Отрывок:
Но дуализм "эроса" и "цивилизации", нашедший свое наиболее яркое теоретическое оформление в неофрейдизме, будь то концепции Эриха Фромма или Герберта Маркузе, неизбежно заводит в тупик. Как убедительно показал французский, философ Мишель Фуко в книге "История сексуальности" [1], сексуальность не является ни природной данностью, которую общество пытается так или иначе обуздать, ни темным, инстинктивным началом психики, которое сознание постепенно открывает и проясняет. Сексуальность - культурно-исторический феномен, а ее история - не столько эволюция способов регулирования одного и того же сексуального поведения, сколько процесс создания соответствующих норм, значений и смыслов.
1 Foucault M. Histoire de la sexualite. P., 1976.
Сексуальное поведение человека не сводится к сумме психофизических автоматизмов и навыков; оно неразрывно связано с эротическим воображением. Как отмечал А. Н. Леонтьев, всякое человеческое действие имеет не только объективное значение, но и субъективный личностный смысл, выражающий отношение мотива действия к его цели. Чтение книги ради формальной подготовки к экзамену, или из желания овладеть ее содержанием, или ради удовольствия, доставляемого самим процессом чтения, - психологически совершенно разные действия. Смысл сексуального поведения также радикально меняется в зависимости от того, какие именно потребности оно удовлетворяет. "Одна и та же" сексуальная близость может быть:
1) Средством релаксации, разрядки полового возбуждения. Это - самая элементарная форма сексуального удовлетворения, когда акцент делается на физиологических потребностях субъекта, а качества партнера почти безразличны, можно обойтись даже с помощью мастурбации.
2) Средством прокреации, деторождения, когда важен не столько процесс, сколько конечный результат. В чистом виде этот тип мотивации выступает в династическом браке монарха, нуждающегося в наследнике, или в поведении одинокой женщины, которая сознательно использует близость с мужчиной, чтобы приобрести ребенка. Эротические соображения играют здесь ничтожную роль, зато важны социальные или природные качества "производителя".
3) Средством рекреации, чувственного наслаждения, выступающего как самоцель. Гедонистическая мотивация оттеняет игровые аспекты сексуальности, особое значение придается новизне и разнообразию эротической техники. Психологическая интимность в данном случае не обязательна, сексуальное удовлетворение партнера входит в "правила игры" лишь как средство увеличить собственное удовольствие.

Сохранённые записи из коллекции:
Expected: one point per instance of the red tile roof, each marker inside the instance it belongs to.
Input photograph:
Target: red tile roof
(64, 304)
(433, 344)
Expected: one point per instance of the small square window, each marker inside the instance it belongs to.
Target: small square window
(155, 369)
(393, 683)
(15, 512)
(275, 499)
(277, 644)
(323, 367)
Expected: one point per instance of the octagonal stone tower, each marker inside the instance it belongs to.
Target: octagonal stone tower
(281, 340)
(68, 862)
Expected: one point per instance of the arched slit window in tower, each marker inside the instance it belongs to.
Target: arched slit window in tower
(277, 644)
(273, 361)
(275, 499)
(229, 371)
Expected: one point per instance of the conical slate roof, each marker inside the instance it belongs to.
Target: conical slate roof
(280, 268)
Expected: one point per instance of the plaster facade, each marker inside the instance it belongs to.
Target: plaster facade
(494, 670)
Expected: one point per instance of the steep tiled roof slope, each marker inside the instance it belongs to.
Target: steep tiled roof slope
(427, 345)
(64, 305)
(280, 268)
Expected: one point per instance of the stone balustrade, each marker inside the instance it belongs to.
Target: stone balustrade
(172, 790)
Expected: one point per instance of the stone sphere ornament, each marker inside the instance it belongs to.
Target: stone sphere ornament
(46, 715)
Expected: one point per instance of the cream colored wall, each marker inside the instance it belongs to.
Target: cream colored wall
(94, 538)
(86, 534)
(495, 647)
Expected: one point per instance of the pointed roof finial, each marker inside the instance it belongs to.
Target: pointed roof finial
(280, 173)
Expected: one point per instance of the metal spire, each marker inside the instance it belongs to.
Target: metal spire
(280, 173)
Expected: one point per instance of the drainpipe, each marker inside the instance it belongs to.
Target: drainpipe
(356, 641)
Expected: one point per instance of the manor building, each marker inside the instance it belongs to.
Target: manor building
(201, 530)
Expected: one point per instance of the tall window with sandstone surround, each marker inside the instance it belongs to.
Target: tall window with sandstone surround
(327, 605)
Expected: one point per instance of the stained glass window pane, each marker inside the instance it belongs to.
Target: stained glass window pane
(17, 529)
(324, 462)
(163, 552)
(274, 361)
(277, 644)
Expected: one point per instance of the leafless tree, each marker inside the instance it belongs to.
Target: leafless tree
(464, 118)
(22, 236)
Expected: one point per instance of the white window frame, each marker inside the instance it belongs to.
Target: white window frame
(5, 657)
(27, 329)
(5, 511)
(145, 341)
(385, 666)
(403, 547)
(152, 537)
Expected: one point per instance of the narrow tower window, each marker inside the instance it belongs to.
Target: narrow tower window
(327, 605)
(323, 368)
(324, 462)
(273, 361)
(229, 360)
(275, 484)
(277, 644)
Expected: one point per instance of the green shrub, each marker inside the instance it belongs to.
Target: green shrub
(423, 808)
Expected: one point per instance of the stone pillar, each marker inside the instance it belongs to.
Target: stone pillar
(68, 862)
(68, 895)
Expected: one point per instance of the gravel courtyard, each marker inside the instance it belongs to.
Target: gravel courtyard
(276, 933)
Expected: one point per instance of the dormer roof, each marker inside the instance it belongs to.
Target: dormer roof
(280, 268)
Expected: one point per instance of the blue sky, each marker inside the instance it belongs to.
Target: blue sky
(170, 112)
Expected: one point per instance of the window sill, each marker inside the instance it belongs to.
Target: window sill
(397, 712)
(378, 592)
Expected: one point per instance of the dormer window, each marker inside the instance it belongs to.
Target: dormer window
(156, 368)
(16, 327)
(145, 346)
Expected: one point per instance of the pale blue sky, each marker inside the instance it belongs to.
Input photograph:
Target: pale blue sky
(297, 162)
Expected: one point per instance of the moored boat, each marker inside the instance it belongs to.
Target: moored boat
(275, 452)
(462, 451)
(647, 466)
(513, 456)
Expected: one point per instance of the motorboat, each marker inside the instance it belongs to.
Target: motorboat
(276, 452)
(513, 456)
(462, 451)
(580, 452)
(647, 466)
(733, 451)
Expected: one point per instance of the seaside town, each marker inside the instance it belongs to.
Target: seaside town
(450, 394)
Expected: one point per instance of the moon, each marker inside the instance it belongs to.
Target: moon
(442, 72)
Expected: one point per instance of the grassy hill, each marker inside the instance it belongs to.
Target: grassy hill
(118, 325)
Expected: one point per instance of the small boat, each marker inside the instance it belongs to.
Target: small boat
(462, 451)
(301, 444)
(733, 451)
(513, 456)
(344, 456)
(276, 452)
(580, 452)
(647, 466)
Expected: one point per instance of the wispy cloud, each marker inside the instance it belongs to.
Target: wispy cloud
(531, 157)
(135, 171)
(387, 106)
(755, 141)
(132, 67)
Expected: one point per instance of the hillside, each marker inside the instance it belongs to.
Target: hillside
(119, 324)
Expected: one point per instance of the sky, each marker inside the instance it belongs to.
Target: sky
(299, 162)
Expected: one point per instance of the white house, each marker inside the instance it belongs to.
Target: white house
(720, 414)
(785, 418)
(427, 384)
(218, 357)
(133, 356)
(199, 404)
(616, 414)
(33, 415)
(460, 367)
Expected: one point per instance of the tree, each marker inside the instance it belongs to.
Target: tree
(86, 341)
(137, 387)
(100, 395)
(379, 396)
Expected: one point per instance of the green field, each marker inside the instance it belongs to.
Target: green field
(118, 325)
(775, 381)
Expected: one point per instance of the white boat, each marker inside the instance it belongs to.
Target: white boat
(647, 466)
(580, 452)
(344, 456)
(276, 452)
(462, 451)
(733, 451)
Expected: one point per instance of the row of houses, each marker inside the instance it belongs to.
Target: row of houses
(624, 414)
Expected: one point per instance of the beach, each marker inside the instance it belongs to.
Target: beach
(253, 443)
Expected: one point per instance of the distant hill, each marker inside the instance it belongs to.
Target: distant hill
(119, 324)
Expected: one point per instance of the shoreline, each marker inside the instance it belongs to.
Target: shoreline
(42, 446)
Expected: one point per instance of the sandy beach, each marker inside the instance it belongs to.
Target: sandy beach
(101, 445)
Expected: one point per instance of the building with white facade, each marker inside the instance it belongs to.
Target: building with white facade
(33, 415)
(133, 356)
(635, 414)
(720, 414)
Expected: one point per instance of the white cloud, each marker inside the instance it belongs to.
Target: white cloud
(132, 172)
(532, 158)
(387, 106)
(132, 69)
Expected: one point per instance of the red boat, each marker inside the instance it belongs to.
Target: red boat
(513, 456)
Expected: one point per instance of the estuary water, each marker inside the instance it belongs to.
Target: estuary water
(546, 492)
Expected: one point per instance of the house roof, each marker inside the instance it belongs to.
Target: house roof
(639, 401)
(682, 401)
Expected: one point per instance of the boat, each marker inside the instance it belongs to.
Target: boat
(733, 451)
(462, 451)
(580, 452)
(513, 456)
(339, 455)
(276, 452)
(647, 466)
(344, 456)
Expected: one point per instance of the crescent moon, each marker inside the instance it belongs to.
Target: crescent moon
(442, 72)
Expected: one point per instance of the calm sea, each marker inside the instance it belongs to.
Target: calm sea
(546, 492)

Письменное задание: Подхватите текст о смыслах сексуального поведения и продолжите его сразу после последнего приведённого предложения.

Ответ к упражнению:
4) Средством познания, удовлетворения любопытства. В каком-то смысле сексуальная близость - всегда познание. Недаром в Библии и многих других древних текстах выражение "познать женщину" означает иметь с ней сексуальную связь. Но данный мотив может быть и самостоятельно доминирующим. Это особенно характерно для начинающих половую жизнь подростков, обуреваемых вопросом: "Как это вообще бывает?" У взрослых вопрос конкретизируется: "Что представляет собой данный человек в сексуальном плане?" Но в любом случае партнер выступает прежде всего, как объект познания.
5) Средством коммуникации, когда сексуальная близость выступает как момент или средство психологической личностной интимности, выхода из одиночества, слияния двоих в единое целое. Это - самый сложный вид сексуальных отношений, куда вышеперечисленные мотивы входят как подчиненные компоненты. Он предполагает высочайшую степень индивидуальной избирательности, которая обычно подразумевается, когда говорят о половой любви.
6) Средством сексуального самоутверждения, когда на первый план выступает потребность индивида проверить себя или доказать самому себе и другим, что он может привлекать, нравиться, сексуально удовлетворять. Этот мотив исключительно важен для подростков, у взрослых его гипертрофия обычно связана с чувством тревоги и неуверенности в себе.
7) Средством достижения каких-то внесексуальных целей, например материальных выгод (брак по расчету) или повышения своего социально-психологического статуса и престижа в глазах окружающих. Так, близость с красивой женщиной увеличивает престиж мужчины, а наличие поклонников повышает статус женщины. В любом случае здесь превалирует ориентация на какие-то безличные социальные ценности и мнение окружающих.
8) Средством поддержания определенного ритуала или привычки. Например, супружеские поцелуи часто не имеют эротического смысла, но подчеркивают факт устойчивости, стабильности существующих отношений.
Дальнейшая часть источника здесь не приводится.